> **Page excerpt**:
■ ■ ■ ■

Andreas Weigend
Social Data Revolution
Spring 2010
MS&E 237
Stanford University


Homework 4: Twitter

Assigned: Thu Apr 22, 2010 Due: Thu Apr 29, 2010, noon
Submit to: mse237@gmail.com
Note: You are welcome to work in a group for this assignment, but please submit your own code. Feel free to discuss questions about Python programming broadly.

There are two main goals of this assignment. The first is to introduce you to another API, where you find a wealth of information in Tweets and social graphs. The second goal is to get you to discover interesting people in the hopes of finding long term engagement.

Whitelisting Information

To get a reasonable amount of data from Twitter (20k requests instead of 150 requests), we have contacted Twitter to get everyone in the class whitelisted. To do this, please do the following:
1) Log in to Twitter with the account you will be using for this homework.
2) Go here
3) In the reason, make sure to include "ATTN: Brian Sutorius. FOR: STANFORD MS&E 237"
4) Enter your IP address (see below)
It will probably take a day or two, so do this early.

How to get your ip address:
Go to the network (physical location) where you plan on completing most of the assignment.

■ ■ ■ ■

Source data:

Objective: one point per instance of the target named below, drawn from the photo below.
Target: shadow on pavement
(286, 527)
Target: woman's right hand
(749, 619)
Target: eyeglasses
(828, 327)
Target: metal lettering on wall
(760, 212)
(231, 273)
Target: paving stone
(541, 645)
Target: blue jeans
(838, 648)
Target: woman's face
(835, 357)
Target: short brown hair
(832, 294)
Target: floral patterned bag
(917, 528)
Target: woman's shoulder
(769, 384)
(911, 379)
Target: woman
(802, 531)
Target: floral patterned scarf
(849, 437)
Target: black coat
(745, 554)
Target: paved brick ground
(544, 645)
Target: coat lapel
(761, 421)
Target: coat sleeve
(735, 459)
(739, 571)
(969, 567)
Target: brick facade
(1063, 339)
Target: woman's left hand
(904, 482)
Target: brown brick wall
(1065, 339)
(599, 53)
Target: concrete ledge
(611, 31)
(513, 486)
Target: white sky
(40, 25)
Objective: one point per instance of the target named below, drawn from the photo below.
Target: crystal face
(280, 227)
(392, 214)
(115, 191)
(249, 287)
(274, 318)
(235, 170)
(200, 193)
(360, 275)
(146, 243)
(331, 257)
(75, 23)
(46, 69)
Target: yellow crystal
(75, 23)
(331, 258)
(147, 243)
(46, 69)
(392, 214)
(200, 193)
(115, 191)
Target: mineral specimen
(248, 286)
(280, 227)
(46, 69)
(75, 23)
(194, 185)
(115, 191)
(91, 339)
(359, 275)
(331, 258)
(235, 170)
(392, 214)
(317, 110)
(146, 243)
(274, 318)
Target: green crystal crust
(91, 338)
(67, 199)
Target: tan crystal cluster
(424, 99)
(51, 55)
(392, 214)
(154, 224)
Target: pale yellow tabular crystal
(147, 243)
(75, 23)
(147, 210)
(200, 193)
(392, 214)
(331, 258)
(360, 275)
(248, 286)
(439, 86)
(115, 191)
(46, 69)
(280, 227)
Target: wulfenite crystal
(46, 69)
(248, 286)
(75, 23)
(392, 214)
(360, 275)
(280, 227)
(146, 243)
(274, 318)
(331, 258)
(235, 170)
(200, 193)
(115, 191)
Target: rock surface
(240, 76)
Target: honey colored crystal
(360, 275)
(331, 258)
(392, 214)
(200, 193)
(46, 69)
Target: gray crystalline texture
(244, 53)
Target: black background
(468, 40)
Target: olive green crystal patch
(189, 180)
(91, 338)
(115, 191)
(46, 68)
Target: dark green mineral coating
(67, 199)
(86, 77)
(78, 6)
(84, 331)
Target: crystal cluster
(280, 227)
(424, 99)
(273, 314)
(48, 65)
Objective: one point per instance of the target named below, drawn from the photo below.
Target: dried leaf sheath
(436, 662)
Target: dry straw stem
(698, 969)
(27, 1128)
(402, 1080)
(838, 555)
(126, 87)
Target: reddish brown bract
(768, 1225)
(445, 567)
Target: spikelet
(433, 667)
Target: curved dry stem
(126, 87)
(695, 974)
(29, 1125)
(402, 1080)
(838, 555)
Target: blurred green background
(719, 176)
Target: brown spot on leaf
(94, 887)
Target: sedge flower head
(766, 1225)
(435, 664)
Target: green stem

■ ■ ■ ■

Extend the Twitter homework assignment page beyond its last sentence, carrying on with the same instructions.

Mac:
http://www.wikihow.com/Find-Your-IP-Address-on-a-Mac
PC:
http://www.wikihow.com/Find-the-IP-Address-of-Your-PChttp://www.dowling.edu/mydowling/tech/ipaddress.html

The Assignment

For this assignment please create 10 relevant recommendations of friends for each of 10 friends (100 total recommendations). Before you send the recommendations to each friend, rank them on your own (1 worst - 10 best) based on how you think your friend will rank them (ie based on relevance). Keep this ranking to yourself. Ask each friend to rank them (1 worst - 10 best) and give a short response about why they are good and/or bad. Please submit the recommendations, ratings, and comments using this Google Form Deliverables to mse237@gmail.com:
- Your script/program
- A short write-up that describes clearly your conceptual approach, and briefly discusses the constraints you face and the rationale for taking the approach.
----- Please note, you are now allowed to work and submit your solution in teams of 2! Please do still submit 10 recommendations each. -----

PROBLEM
What do users really want... To discover information for certain domains? Business networking? Perhaps even dating?

HYPOTHESES
Data sources and recommendation approaches:
  • Analyzing a user's social graph (who follows who, who replies to who, who retweet's who, etc)
    • Collaborative filtering (You follow A, B and C. Other people who follow A, B and C also follow D, thus we recommend D to you)
    • Similarity (You are followed by A, B and C, all of whom also follow D)
    • Transitive attention (You follow A, B, and C, all of whom follow D)
  • Semantics (tweets)
    • Hashtags (who else uses similar set of hashtags as I do? are all hashtags created equal?)
    • Keywords (identify interesting keywords? bag of words?)
    • Location (how can geolocation be used, when is it relevant, e.g., for finding people with similar interest near me?)
These are just some hypotheses, would love to see you use your creativity/think outside the box.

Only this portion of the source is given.